* [Work to complete]: Set down only what runs from the line containing "occurrences of septum" through the last line of the data, exactly as it reads.

——

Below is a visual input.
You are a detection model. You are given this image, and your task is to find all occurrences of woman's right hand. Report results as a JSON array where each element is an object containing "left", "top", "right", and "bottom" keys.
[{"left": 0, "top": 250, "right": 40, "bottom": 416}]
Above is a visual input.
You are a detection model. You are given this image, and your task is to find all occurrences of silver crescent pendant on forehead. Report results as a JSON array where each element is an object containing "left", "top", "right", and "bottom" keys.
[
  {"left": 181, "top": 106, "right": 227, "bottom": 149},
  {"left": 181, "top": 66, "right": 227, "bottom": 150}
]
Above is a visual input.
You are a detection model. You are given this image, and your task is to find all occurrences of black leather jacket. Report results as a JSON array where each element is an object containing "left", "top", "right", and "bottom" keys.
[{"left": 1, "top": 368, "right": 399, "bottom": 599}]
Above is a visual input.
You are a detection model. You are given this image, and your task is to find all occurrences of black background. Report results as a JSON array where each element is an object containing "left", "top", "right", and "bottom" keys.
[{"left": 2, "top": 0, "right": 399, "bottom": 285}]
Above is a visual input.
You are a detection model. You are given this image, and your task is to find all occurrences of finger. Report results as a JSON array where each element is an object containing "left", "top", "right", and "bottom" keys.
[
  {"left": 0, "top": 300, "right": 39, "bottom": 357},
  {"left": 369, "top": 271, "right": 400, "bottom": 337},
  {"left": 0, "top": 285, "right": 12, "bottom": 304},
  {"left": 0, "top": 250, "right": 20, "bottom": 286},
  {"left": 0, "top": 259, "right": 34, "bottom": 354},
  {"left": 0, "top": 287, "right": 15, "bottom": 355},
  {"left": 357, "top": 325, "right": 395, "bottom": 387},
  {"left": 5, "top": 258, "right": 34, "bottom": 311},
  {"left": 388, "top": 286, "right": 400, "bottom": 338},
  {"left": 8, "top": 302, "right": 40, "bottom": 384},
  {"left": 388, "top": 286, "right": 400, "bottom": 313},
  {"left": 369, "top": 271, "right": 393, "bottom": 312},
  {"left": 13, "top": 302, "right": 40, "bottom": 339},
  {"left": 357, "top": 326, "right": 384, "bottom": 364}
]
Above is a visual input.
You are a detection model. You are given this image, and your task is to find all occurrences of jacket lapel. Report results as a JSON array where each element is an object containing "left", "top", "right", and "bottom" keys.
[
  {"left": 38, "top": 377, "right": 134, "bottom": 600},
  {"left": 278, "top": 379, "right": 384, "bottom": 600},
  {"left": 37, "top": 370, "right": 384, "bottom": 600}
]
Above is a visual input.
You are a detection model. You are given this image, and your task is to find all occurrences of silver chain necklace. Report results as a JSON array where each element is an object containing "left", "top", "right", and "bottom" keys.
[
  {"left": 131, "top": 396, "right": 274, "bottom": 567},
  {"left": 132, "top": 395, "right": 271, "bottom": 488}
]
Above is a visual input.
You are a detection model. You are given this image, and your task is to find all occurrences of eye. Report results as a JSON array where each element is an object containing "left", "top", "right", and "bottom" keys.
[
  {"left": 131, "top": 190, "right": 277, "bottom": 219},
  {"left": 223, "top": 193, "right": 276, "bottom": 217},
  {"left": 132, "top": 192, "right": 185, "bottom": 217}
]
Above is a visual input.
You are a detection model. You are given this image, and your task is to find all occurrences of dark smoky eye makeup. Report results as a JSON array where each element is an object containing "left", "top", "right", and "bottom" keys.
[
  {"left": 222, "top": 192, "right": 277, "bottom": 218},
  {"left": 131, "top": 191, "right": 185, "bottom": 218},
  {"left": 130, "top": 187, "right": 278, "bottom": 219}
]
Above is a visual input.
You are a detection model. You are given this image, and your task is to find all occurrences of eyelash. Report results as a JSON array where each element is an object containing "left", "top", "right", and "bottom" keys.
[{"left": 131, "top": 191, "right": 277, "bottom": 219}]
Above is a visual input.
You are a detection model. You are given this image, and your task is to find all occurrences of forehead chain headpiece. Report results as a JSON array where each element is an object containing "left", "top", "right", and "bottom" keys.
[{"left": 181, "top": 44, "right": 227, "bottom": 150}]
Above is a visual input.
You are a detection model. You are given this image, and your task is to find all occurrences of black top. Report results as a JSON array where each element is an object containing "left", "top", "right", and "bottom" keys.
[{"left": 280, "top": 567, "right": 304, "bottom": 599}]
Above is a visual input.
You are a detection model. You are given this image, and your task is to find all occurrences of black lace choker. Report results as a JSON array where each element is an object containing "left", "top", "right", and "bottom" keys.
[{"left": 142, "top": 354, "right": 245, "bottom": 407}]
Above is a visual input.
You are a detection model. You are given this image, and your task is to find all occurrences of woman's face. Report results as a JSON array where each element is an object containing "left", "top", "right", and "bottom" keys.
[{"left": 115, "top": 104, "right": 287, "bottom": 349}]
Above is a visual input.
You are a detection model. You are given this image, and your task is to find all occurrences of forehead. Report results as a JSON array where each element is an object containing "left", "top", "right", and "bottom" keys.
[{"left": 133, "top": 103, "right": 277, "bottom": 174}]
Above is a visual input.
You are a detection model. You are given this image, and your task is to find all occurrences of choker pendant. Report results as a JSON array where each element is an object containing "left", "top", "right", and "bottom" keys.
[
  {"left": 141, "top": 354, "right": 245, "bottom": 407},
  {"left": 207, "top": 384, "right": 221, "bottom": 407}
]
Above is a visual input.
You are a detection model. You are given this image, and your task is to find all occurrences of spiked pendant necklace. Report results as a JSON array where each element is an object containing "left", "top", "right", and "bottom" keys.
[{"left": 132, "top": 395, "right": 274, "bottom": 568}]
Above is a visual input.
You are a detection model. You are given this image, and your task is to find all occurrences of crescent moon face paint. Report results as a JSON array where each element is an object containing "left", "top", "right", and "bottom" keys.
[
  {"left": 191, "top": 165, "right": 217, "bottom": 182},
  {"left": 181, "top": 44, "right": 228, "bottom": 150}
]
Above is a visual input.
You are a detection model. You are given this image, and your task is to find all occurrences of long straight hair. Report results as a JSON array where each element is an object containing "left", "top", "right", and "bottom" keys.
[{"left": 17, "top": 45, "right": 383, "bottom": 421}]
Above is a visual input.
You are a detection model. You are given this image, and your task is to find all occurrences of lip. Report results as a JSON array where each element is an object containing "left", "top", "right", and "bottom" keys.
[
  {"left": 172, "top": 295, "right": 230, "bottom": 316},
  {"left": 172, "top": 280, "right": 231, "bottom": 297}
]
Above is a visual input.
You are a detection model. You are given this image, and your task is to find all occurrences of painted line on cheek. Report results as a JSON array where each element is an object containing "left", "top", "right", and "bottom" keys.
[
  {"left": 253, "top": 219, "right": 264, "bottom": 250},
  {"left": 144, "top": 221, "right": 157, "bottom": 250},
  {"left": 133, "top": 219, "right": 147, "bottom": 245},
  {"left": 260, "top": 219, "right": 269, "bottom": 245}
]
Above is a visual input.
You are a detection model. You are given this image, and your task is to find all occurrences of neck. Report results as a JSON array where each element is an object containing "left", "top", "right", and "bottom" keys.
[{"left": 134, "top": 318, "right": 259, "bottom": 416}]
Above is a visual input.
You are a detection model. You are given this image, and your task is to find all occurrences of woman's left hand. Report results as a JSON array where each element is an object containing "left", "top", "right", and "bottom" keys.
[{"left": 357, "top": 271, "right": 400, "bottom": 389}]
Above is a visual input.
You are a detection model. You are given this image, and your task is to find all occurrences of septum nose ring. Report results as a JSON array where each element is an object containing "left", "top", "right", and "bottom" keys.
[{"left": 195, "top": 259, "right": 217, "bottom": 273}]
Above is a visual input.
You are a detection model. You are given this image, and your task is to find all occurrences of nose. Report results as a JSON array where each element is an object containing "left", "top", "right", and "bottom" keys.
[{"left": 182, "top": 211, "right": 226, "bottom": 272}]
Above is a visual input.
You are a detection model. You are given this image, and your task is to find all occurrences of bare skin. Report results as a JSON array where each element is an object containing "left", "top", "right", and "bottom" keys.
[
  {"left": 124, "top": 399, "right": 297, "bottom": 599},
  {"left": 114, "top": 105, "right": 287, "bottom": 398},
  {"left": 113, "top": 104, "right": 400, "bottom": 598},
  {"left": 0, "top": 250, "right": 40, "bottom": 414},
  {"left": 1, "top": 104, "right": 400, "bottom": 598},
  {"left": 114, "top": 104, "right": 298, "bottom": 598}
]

——

* [Answer to the problem]:
You are a detection model. You are given this image, and your task is to find all occurrences of septum nose ring. Report results as a JSON array where each element is an object containing "left", "top", "right", and "bottom" keys.
[{"left": 195, "top": 259, "right": 217, "bottom": 273}]
Above is a visual input.
You are a detection model. You are given this image, and your task is to find all occurrences of nose. Report results as a JSON array where each element is an object containing "left", "top", "right", and "bottom" keys.
[{"left": 182, "top": 211, "right": 226, "bottom": 272}]
Above is a visual input.
You are a detection model. You are given this image, and your task is to find all occurrences of bare skin. Report results as a JSON array where each element is an object containing "left", "top", "right", and "bottom" keys.
[
  {"left": 124, "top": 399, "right": 297, "bottom": 599},
  {"left": 114, "top": 105, "right": 287, "bottom": 398},
  {"left": 113, "top": 104, "right": 400, "bottom": 598},
  {"left": 0, "top": 250, "right": 40, "bottom": 414},
  {"left": 1, "top": 104, "right": 400, "bottom": 598},
  {"left": 114, "top": 104, "right": 298, "bottom": 598}
]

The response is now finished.